• TASK GOAL:
Can you copy the court opinion excerpt word for word, starting at the words "Plaintiff Patricia Bourke" and ending after "583.320. We affirm."?
** Start of SELECTED PASSAGE **
In applying Code of Civil Procedure section 583.320 1 (former § 583, subd. (c)), a hearing after a demurrer constitutes a trial when the ruling results in a judgment of dismissal. Following an appeal and a remittitur reversing that judgment, dismissal of the action is mandatory when a new trial has not been brought within three years. The five-year provision of section 583.310 (former § 583, subd. (b)) to bring an action to trial for the first time is not applicable.
Plaintiff Patricia Bourke appeals from a judgment of dismissal for failure to bring the case to trial within three years after issuance of the remittitur as provided in section 583.320. We affirm.
The California Department of Transportation (Caltrans) sold excess property previously acquired for state highway purposes to the East Bay Regional Park District, to be leased by the City of Oakland for its Shepherd Canyon corridor plan. Under this plan, Oakland constructed bicycle paths and hiking trails upon the land, which alleviated congestion from pedestrians and increased the traffic capacity of approximately parallel city streets. On July 25, 1975, plaintiff instituted a taxpayer's suit to set aside the sale of the land, contending it was an unconstitutional gift of public funds and an impermissible diversion of motor vehicle fuel tax revenues. Demurrers to the complaint were sustained with leave to amend; plaintiff filed an amended complaint containing the same allegations. On December 10, 1975, the trial court sustained a second demurrer without leave to amend and entered a judgment of dismissal. Plaintiff appealed and this court issued an opinion on November 3, 1977, affirming the dismissal of the first and third causes of action, but reversing the dismissal of the second cause of action. (Bourke v. East Bay Regional Park Dist. (Nov. 3, 1977) 1 Civ. No. 38887.) The opinion became final on January 3, 1978, and the remittitur was issued on the same date.
** End of SELECTED PASSAGE **
** Start of RECORDED DATA **
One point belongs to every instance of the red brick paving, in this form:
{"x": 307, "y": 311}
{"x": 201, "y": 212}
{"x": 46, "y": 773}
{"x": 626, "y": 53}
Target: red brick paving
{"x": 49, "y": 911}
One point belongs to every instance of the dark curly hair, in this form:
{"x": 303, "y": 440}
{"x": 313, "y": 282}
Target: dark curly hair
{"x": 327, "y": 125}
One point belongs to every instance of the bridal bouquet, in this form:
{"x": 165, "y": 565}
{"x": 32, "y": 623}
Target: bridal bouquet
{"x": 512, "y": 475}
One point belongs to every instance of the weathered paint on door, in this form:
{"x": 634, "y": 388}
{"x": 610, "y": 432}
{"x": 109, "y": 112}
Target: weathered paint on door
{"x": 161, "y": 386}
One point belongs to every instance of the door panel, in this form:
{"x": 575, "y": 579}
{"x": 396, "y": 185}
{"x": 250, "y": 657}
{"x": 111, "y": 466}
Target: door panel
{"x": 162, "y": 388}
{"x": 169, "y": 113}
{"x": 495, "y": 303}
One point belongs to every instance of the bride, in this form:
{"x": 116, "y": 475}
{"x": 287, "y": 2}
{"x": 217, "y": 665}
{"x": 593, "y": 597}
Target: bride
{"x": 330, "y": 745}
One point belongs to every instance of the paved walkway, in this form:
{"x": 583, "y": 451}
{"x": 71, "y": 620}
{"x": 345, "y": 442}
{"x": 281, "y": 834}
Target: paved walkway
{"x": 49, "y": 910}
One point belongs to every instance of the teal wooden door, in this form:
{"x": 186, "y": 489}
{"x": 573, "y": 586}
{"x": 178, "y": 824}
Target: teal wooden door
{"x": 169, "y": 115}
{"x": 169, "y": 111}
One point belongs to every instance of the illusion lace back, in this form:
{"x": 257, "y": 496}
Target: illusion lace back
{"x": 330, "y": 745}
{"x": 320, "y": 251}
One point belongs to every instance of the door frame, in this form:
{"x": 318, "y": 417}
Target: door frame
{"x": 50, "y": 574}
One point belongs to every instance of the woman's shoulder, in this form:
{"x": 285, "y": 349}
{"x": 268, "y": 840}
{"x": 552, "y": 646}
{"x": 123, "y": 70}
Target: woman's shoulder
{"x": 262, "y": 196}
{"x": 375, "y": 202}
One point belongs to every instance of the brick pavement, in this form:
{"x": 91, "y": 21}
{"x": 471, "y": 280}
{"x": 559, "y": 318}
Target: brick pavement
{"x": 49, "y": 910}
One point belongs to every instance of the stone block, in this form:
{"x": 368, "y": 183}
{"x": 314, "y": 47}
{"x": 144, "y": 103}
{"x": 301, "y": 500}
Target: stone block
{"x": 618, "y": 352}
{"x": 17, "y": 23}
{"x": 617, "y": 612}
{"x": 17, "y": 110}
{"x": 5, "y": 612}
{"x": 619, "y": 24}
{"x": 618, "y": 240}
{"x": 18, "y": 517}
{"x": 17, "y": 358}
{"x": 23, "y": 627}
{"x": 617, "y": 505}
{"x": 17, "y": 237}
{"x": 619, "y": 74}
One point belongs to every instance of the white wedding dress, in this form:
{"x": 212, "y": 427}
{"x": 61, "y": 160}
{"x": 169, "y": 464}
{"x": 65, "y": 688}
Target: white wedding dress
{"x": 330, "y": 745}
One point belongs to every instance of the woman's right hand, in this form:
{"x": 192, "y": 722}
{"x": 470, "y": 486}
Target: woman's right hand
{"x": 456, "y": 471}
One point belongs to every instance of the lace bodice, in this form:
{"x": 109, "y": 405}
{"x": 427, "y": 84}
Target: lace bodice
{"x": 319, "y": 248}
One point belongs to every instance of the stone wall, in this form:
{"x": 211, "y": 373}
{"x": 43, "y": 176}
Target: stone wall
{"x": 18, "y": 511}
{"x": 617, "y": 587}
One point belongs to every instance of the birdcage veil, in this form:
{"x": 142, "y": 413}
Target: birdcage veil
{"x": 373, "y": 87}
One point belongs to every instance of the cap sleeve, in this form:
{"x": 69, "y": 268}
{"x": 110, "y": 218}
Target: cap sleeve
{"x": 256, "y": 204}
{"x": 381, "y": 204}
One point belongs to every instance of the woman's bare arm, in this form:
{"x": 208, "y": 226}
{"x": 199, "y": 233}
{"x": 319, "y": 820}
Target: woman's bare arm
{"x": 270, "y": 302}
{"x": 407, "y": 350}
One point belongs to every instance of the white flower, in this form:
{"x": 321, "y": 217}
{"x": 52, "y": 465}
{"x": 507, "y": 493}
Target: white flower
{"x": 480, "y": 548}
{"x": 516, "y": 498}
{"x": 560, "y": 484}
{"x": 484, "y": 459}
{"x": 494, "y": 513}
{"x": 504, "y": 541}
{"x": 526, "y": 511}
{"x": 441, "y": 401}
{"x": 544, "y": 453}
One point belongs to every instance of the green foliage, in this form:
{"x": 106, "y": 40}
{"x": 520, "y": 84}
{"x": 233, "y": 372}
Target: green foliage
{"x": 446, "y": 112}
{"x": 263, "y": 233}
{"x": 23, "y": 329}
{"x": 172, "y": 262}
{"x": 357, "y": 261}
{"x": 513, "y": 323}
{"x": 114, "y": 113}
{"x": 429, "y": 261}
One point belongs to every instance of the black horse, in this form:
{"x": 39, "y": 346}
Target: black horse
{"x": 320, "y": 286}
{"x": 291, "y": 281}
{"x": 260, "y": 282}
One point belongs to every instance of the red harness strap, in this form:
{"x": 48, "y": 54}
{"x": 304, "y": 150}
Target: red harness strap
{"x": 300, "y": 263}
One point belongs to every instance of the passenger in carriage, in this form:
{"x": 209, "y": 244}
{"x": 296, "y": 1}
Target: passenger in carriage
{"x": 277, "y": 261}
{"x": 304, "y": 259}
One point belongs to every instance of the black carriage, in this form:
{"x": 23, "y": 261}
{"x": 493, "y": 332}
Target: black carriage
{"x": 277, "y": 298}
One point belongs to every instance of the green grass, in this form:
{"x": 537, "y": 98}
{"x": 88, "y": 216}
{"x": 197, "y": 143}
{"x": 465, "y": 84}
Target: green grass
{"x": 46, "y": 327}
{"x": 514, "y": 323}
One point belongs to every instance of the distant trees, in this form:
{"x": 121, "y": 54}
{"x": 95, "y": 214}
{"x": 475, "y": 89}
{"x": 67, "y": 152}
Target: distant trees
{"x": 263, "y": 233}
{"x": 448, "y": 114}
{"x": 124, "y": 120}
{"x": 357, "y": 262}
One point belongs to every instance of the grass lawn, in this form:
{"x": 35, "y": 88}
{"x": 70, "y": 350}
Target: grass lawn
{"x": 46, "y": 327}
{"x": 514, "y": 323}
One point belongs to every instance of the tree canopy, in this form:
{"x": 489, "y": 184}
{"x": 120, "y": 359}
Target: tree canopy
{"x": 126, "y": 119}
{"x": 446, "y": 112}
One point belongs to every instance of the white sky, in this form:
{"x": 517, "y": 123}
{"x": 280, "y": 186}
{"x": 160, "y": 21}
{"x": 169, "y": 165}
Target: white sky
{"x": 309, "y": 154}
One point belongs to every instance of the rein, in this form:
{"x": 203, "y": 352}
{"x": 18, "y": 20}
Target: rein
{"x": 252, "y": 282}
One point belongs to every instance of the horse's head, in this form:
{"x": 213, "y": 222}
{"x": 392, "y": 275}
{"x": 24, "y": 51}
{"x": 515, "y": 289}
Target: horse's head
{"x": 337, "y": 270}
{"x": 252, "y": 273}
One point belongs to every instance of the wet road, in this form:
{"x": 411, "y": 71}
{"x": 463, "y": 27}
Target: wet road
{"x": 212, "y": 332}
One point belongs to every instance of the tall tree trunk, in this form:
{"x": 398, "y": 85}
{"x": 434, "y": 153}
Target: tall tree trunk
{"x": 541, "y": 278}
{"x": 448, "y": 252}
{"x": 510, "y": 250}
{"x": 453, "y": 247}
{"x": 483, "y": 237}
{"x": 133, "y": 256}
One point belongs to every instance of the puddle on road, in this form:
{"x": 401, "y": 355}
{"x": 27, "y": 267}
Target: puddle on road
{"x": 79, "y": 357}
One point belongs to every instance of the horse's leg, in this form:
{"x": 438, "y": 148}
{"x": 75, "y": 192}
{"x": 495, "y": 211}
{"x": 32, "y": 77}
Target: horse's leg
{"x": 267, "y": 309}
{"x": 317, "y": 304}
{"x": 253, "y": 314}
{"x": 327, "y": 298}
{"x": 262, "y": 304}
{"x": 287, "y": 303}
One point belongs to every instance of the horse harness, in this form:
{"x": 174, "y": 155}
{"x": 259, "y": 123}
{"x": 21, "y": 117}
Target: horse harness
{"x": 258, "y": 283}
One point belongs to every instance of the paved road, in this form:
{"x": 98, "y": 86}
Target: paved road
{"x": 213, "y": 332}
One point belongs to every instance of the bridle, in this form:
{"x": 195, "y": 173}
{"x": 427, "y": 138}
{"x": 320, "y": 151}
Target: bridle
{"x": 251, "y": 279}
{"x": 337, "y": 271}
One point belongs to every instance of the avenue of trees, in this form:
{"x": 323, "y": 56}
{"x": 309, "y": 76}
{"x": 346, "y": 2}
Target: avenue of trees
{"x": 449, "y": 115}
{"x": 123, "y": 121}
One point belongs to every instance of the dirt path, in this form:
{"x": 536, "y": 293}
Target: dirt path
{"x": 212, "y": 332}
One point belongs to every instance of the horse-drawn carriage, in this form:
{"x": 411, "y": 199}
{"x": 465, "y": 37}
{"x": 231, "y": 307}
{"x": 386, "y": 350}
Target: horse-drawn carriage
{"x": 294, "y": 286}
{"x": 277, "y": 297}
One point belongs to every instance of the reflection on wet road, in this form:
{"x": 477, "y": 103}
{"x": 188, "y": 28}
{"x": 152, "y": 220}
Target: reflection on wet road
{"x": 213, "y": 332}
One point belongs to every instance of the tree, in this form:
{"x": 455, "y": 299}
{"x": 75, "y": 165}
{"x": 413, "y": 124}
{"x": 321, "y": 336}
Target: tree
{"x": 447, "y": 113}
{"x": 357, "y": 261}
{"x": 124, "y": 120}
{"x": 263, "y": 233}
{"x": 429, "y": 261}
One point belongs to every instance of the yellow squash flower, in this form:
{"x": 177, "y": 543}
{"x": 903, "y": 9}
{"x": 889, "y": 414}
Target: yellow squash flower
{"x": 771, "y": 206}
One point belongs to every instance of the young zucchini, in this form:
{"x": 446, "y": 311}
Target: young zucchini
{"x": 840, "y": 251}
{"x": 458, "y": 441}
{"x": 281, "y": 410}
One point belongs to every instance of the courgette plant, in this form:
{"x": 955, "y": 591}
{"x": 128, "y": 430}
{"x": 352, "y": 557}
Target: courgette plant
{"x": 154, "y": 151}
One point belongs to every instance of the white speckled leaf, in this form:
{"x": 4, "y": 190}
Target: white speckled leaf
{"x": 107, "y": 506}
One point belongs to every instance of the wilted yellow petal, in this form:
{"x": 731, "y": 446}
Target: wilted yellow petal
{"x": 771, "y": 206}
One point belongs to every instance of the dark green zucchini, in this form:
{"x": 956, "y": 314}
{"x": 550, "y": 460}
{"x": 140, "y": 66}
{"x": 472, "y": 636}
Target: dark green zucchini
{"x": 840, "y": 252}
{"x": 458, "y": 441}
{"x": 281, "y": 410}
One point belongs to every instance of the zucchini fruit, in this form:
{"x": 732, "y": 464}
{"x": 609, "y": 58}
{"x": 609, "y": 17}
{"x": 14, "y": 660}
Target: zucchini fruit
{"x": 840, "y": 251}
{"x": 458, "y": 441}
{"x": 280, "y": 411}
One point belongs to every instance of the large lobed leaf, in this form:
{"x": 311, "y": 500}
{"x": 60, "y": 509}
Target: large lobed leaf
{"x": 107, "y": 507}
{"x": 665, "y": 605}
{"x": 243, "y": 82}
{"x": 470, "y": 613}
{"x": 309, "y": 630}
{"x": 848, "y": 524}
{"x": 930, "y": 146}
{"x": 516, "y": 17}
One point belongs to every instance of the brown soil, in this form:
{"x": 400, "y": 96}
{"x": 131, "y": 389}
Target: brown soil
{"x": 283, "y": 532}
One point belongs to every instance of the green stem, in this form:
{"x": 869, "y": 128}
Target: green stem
** End of RECORDED DATA **
• OUTPUT OF THE EXERCISE:
Plaintiff Patricia Bourke appeals from a judgment of dismissal for failure to bring the case to trial within three years after issuance of the remittitur as provided in section 583.320. We affirm.